◆ **Required action 1**: According to the text on less common causes of chronic diarrhea, how is chronic giardiasis diagnosed?
◆ **Required action 2**: Continue the text on less common causes of chronic diarrhea from the point where it ends.

◆ **Extract to read**:
⁂
Failing to identify the less common causes of chronic diarrhoea
There are some infections to consider in patients with persisting diarrhoea. Some of these have an acute onset, with clinical features of an acute GI infection, but some may lack an apparent acute phase. Giardia duodenalis (formerly G. lamblia or G. intestinalis) is endemic worldwide. It is a relatively common cause of travellers' diarrhoea, particularly among backpackers and campers, but should also be considered in immunocompromised patients and in men who have sex with men (MSM).17 Even if symptoms usually resolve after 2-4 weeks, the infection may persist longer (chronic giardiasis) or becomes the starting point for post-infection IBS.18 The diagnosis of chronic giardiasis relies on identifying the Giardia cysts or trophozoites in stool samples. Importantly, in the absence of travel in high-risk areas, routine stool testing for ova and parasites is unlikely to identify important causes of chronic diarrhoea.19
Whipple's disease caused by Tropheryma whipplei is uncommon, with an estimated prevalence of 1-6/106, even if asymptomatic carriage of the bacteria is much more common (1-10% in different geographical areas). However, this diagnosis should be considered for unexplained long-standing diarrhoea.20 It is characterized by gastrointestinal manifestations secondary to malabsorption due to the affected small bowel mucosa, i.e., chronic diarrhoea, abdominal pain, and accompanying weight loss. In addition, arthralgia and arthritis mimicking rheumatoid arthritis most often precede the diarrhoea by years. The diagnosis is primarily obtained from multiple specimens' duodenal biopsies with histopathology (PAS staining, immunohistochemistry). Furthermore, depending on the symptom profile, PCR-based tests of mucosal tissue or other biologic material are highly recommended.
⁂
◆ **Record set**:
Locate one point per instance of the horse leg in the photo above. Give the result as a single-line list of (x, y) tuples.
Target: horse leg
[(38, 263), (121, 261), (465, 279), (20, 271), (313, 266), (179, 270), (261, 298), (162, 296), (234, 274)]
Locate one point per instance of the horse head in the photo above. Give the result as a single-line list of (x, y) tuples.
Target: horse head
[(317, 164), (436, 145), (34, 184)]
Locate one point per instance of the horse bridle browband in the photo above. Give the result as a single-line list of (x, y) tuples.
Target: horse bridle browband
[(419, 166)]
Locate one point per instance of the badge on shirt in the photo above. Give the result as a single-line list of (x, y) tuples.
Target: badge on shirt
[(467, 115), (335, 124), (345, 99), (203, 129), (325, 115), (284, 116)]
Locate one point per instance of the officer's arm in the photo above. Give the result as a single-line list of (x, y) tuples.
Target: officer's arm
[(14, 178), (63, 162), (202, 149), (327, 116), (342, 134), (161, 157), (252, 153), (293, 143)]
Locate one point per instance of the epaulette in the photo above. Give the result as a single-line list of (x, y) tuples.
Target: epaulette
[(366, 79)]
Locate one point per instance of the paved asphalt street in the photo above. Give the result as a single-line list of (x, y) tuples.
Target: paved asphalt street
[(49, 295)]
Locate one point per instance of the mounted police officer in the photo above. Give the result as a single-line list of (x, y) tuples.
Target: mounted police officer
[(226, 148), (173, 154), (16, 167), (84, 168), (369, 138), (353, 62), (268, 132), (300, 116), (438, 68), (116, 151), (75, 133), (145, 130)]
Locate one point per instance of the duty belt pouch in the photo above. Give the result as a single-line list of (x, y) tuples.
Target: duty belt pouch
⁂
◆ **Expected answer 1**: By identifying Giardia cysts or trophozoites in stool samples.

◆ **Expected answer 2**:
A somewhat debated bacterial aetiology explaining chronic diarrhoea is small intestinal bacterial overgrowth (SIBO),21 mainly due to imprecise and not agreed-upon definitions with clinical relevance. The original description defines it as a malabsorption syndrome in predisposed individuals due to anatomic, pharmacologic, or other changes that promote stasis of intestinal contents and impaired resistance to bacteria. On the other hand, if SIBO is defined more widely by a pathologic glucose or lactulose hydrogen breath test, data supports the role of SIBO also in diarrhoea-dominated functional bowel disorders. However, its relative importance is still debatable. Widespread use of antibiotic treatment based on a combination of symptoms compatible with a functional bowel disorder and a positive hydrogen breath test does not have a worldwide consensus. This most probably mirrors a variation in microbiota composition and function, different from the original SIBO concept (figure 1).
|Abnormal small intestinal motility
|Diabetic visceral neuropathy
Idiopathic intestinal pseudo-obstruction
Amyloidosis Muscular dystrophy
Chronic use of opioids or other motility suppressing drugs
|Small intestinal stricture
Post-surgical alteration in anatomy (e.g. blind loop, ileocecal resection)
|Inherited immune deficiencies (e.g. common variable immune deficiency)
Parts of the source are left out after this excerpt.